Abacus: n.:
Chinese slide rule; the second style of pocket calculator; the origin of digital mathematics.
Use of the abacus is the merchant's form of counting one's beads, a traditionally religious action.
Abase: v.t.:![]()
prepare oneself for a meeting with one's employer, legislator or mother-in-law.
Abdication: n.:![]()
formal confirmation by a sovereign of his proper recognition of his actual fitness to rule.
Ability: n.:![]()
the difference between those who collect accomplishments in their lives and the rest of us, who merely dream of them.
Abnormal: adj.:![]()
different from me; not in accordance with my tastes, whims or prejudices.
Always be careful to observe the distinction between genuinely abnormal and merely unusual.
Abnormal psychology: n.:
a field of study which consists of characterizing and categorizing the emotions, perceptions, etc., of those to whom the student feels superior. The act of feeling superior is not, of course, considered to be abnormal.
Abortion: n.:
heiring-out the recreation room.
The issue of the legality and availability of medical abortion has become the most divisive issue in Christianity since the Reformation. Americans align themselves with the Right-to-Life and the Right-to-Liberty camps and freely apply the old maxim "all's fair in love and war."
The chosen methods demonstrate clearly that it's not love.
Above the law: phrase:
descriptive of any member of the White House staff (especially in "law-and-order" administrations.)

Records supplied:
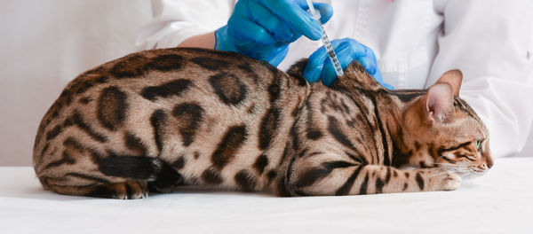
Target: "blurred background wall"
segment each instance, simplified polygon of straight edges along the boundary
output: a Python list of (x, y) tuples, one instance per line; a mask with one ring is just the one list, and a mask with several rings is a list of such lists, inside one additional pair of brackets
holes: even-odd
[(135, 51), (150, 1), (0, 4), (0, 166), (30, 166), (48, 107), (80, 73)]
[[(48, 107), (78, 74), (135, 51), (136, 34), (151, 19), (150, 2), (0, 4), (0, 166), (31, 166)], [(533, 156), (532, 143), (530, 137), (521, 155)]]

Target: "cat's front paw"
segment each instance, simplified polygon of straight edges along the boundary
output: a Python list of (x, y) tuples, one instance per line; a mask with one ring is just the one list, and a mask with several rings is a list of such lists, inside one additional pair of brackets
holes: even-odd
[(446, 172), (435, 176), (434, 191), (453, 191), (461, 186), (461, 176), (455, 173)]

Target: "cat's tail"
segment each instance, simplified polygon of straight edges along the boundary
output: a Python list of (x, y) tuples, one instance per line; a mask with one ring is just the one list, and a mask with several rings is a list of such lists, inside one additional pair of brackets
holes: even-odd
[(167, 192), (184, 183), (181, 174), (157, 158), (112, 156), (100, 159), (99, 165), (106, 176), (146, 181), (151, 191)]

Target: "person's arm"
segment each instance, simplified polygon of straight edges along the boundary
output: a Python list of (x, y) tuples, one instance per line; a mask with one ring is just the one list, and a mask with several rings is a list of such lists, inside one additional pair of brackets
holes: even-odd
[(139, 50), (176, 46), (213, 49), (214, 31), (226, 25), (235, 0), (152, 0), (154, 19), (138, 34)]
[(533, 122), (533, 2), (449, 0), (426, 85), (444, 72), (464, 74), (460, 97), (490, 133), (496, 157), (524, 146)]

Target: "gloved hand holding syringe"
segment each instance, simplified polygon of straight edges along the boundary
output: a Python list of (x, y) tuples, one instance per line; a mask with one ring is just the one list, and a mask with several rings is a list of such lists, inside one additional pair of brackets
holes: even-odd
[(344, 72), (342, 70), (342, 66), (340, 66), (338, 58), (337, 58), (337, 54), (335, 53), (335, 51), (333, 50), (331, 42), (330, 42), (330, 38), (328, 37), (328, 35), (326, 34), (324, 26), (320, 21), (320, 18), (321, 18), (320, 12), (318, 11), (314, 10), (314, 7), (313, 7), (313, 3), (311, 2), (311, 0), (306, 0), (306, 1), (307, 1), (307, 5), (309, 6), (308, 12), (309, 12), (309, 13), (311, 13), (311, 17), (313, 19), (314, 19), (314, 20), (316, 20), (322, 27), (322, 36), (321, 40), (322, 41), (322, 43), (324, 44), (324, 48), (326, 48), (326, 51), (328, 52), (328, 57), (330, 57), (330, 59), (331, 60), (331, 63), (333, 64), (333, 67), (335, 67), (335, 73), (337, 74), (338, 77), (341, 77), (344, 74)]
[(314, 41), (322, 38), (324, 46), (309, 56), (303, 73), (307, 82), (322, 81), (330, 86), (342, 76), (343, 68), (357, 60), (376, 81), (386, 86), (372, 50), (353, 38), (330, 43), (322, 24), (332, 15), (332, 6), (324, 3), (239, 0), (227, 24), (215, 31), (214, 49), (235, 51), (278, 66), (289, 53), (289, 45), (302, 35)]

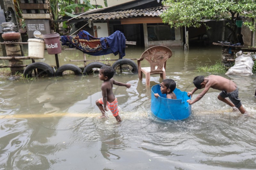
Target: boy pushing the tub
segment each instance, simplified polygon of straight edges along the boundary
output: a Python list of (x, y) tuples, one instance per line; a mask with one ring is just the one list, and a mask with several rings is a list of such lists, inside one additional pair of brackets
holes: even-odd
[[(160, 84), (160, 89), (162, 94), (166, 94), (166, 98), (167, 99), (177, 99), (176, 95), (173, 92), (173, 90), (176, 88), (176, 83), (172, 79), (166, 78)], [(159, 96), (158, 93), (154, 94), (155, 97), (157, 98)]]
[[(240, 99), (238, 97), (238, 87), (232, 81), (219, 76), (210, 75), (206, 77), (199, 76), (195, 78), (193, 81), (196, 87), (190, 92), (188, 93), (188, 95), (192, 95), (199, 89), (204, 88), (204, 90), (193, 101), (188, 100), (187, 102), (190, 104), (196, 103), (204, 96), (210, 88), (218, 90), (222, 92), (218, 96), (218, 99), (228, 104), (233, 109), (235, 107), (242, 114), (247, 113), (245, 109), (242, 106)], [(228, 97), (231, 102), (226, 98)]]
[(113, 93), (113, 85), (125, 86), (128, 88), (131, 87), (131, 85), (115, 81), (112, 78), (114, 74), (114, 70), (110, 66), (103, 66), (100, 69), (99, 75), (100, 79), (103, 81), (101, 88), (102, 98), (96, 101), (96, 105), (102, 113), (101, 118), (107, 117), (105, 111), (108, 111), (108, 109), (107, 107), (108, 106), (116, 121), (120, 122), (122, 120), (118, 115), (117, 100)]

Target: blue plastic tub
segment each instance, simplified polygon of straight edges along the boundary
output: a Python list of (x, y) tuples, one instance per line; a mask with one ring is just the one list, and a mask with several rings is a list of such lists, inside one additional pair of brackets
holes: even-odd
[[(181, 120), (187, 118), (191, 114), (191, 105), (187, 102), (191, 97), (187, 92), (182, 92), (177, 88), (173, 92), (177, 99), (166, 98), (166, 94), (162, 94), (160, 85), (156, 85), (151, 88), (151, 111), (156, 117), (165, 120)], [(158, 93), (157, 98), (154, 95)]]

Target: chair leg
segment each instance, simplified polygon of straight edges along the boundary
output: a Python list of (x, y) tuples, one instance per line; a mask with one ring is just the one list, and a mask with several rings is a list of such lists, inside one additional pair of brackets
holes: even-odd
[(149, 86), (150, 84), (150, 74), (147, 73), (146, 74), (146, 86)]
[(166, 77), (165, 75), (165, 72), (163, 72), (162, 73), (160, 74), (160, 77), (162, 78), (163, 80), (165, 79)]

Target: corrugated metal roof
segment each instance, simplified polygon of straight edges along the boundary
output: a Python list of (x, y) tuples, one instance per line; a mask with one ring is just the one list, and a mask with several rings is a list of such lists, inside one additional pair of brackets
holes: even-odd
[(133, 17), (158, 17), (166, 9), (160, 6), (140, 10), (131, 9), (111, 12), (97, 13), (82, 15), (78, 18), (94, 20), (118, 19)]

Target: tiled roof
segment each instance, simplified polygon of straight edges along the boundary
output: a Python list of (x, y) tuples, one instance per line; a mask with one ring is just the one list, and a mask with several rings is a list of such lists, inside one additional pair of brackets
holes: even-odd
[(88, 19), (94, 20), (118, 19), (133, 17), (158, 17), (165, 10), (165, 8), (161, 6), (140, 10), (131, 9), (110, 12), (97, 13), (85, 15), (78, 17), (79, 18)]

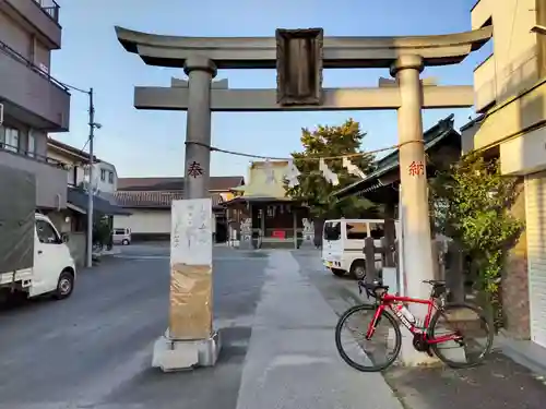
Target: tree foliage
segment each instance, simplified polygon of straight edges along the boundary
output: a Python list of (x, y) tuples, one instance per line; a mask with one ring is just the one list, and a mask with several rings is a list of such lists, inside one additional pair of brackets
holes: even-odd
[[(294, 165), (299, 169), (299, 185), (286, 187), (286, 194), (290, 197), (306, 202), (314, 217), (337, 218), (359, 217), (363, 212), (373, 208), (373, 205), (363, 197), (347, 197), (337, 200), (332, 193), (357, 181), (358, 177), (352, 176), (342, 166), (342, 159), (327, 159), (328, 167), (334, 171), (340, 184), (334, 187), (324, 179), (319, 170), (319, 160), (309, 158), (342, 156), (360, 153), (360, 145), (366, 134), (360, 131), (360, 124), (348, 119), (339, 127), (319, 125), (310, 131), (301, 130), (302, 152), (292, 154)], [(369, 173), (373, 166), (373, 155), (363, 155), (351, 158), (361, 171)]]
[(463, 156), (430, 182), (435, 227), (459, 241), (478, 273), (479, 289), (501, 314), (499, 285), (508, 250), (523, 224), (510, 208), (519, 194), (518, 179), (503, 177), (498, 159), (477, 152)]

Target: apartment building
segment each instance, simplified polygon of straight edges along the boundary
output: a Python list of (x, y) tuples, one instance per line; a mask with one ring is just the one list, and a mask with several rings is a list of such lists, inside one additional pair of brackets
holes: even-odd
[(502, 277), (508, 334), (546, 347), (546, 1), (479, 0), (472, 28), (492, 25), (492, 53), (474, 72), (477, 118), (463, 149), (500, 158), (519, 176), (513, 212), (525, 232)]
[(67, 205), (67, 170), (47, 158), (47, 133), (68, 131), (70, 121), (70, 93), (50, 75), (59, 15), (54, 0), (0, 1), (0, 164), (36, 176), (40, 209)]

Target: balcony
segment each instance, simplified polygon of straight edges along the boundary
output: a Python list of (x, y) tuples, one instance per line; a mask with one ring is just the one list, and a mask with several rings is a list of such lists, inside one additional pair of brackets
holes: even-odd
[(5, 0), (0, 9), (38, 34), (50, 49), (61, 48), (60, 7), (55, 0)]
[(47, 132), (69, 130), (70, 94), (8, 45), (0, 41), (0, 101), (7, 115)]
[(36, 206), (43, 208), (67, 207), (67, 170), (59, 164), (48, 159), (16, 152), (10, 146), (0, 144), (0, 165), (25, 170), (36, 177)]

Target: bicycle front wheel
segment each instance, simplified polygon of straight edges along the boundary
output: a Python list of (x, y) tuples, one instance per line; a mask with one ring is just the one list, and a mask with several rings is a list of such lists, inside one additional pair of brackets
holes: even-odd
[(376, 309), (367, 304), (352, 306), (335, 326), (335, 347), (340, 356), (348, 365), (361, 372), (379, 372), (389, 368), (402, 346), (400, 327), (387, 311), (376, 322), (370, 339), (366, 338)]
[[(467, 303), (448, 304), (436, 312), (429, 326), (432, 352), (452, 368), (471, 368), (480, 363), (492, 346), (492, 323), (483, 310)], [(449, 339), (456, 336), (458, 339)], [(449, 340), (434, 342), (442, 337)]]

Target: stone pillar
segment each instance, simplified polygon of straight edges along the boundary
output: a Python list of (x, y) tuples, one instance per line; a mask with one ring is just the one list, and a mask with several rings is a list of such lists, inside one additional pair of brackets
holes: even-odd
[[(404, 214), (402, 229), (404, 231), (404, 269), (407, 296), (428, 298), (430, 286), (424, 279), (434, 279), (432, 251), (430, 246), (430, 218), (428, 212), (428, 187), (426, 175), (425, 145), (423, 143), (423, 88), (419, 74), (424, 69), (420, 56), (400, 56), (391, 67), (391, 75), (395, 76), (401, 96), (399, 109), (399, 144), (401, 206)], [(418, 318), (426, 314), (423, 309), (411, 306)], [(411, 353), (411, 342), (403, 345), (407, 353), (403, 353), (406, 363), (420, 363), (427, 360), (426, 354)]]
[(212, 320), (211, 81), (214, 63), (186, 60), (189, 104), (183, 200), (171, 206), (169, 328), (154, 345), (152, 365), (165, 372), (216, 363)]
[(204, 57), (190, 57), (183, 71), (189, 77), (186, 124), (185, 199), (209, 197), (211, 169), (211, 82), (216, 65)]

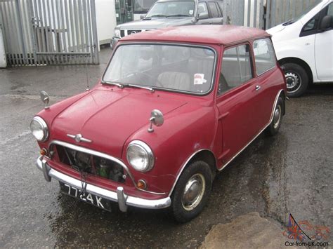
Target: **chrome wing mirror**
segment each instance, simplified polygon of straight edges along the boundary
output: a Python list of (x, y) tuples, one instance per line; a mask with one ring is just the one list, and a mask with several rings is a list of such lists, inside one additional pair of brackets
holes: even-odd
[(50, 97), (48, 94), (45, 90), (41, 91), (40, 93), (41, 100), (43, 103), (44, 103), (44, 109), (48, 109), (50, 107), (48, 106), (48, 102), (50, 102)]
[(154, 131), (152, 125), (155, 125), (157, 127), (162, 126), (163, 123), (164, 123), (164, 117), (163, 116), (163, 114), (161, 111), (154, 109), (152, 111), (149, 121), (150, 121), (150, 126), (148, 128), (148, 133), (152, 133)]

Exercise aim:
Write the next few entries of the mock dictionary, picking up after the one for "Above the law".

Exercise output:
Abscond: v.i.:![]()
exercise power of attorney.
Absence: n.:
the primordial love philtre; anodyne to many a troubled marriage.
Absinthe: n.:
a legendary liqueur that actually had the kind of effects on its consumers that the temperance movement attribute to all kinds of liquor.
Traditional fosterer of alcoholic amory; it is celebrated in the saying "Absinthe makes the heart grow fonder."
Absolutely: adv.:
approximately.
Absolutism: n.:
the stance we assume in attempting to disguise the fact that we haven't confidence enough in our beliefs to let them stand on their own.
Absurd: adj.:
different from my beliefs.
Abuse: n.:
any pattern of use that I don't approve of; an excuse for hysteria and overreaction.
Various kinds of abuse exist in culture, and some constitute real social problems. The standard reaction of hysterically criminalizing any activity that has elements in common with the abuse, however, rarely accomplishes anything positive toward reducing the problem.
Academe: n.:![]()
fabulous land where the towers are of ivory and the seats are upholstered with sheepskin.
Academic: adj.:
isolated from the real world; irrelevant.
Academic freedom: n.:
an institution that allows professors to teach what is, instead of what is popular; the only barrier that prevents all science being political science.
Accordion: n.:![]()
a musical instrument whose behavior in use emulates the patterns of traffic flow during rush hour.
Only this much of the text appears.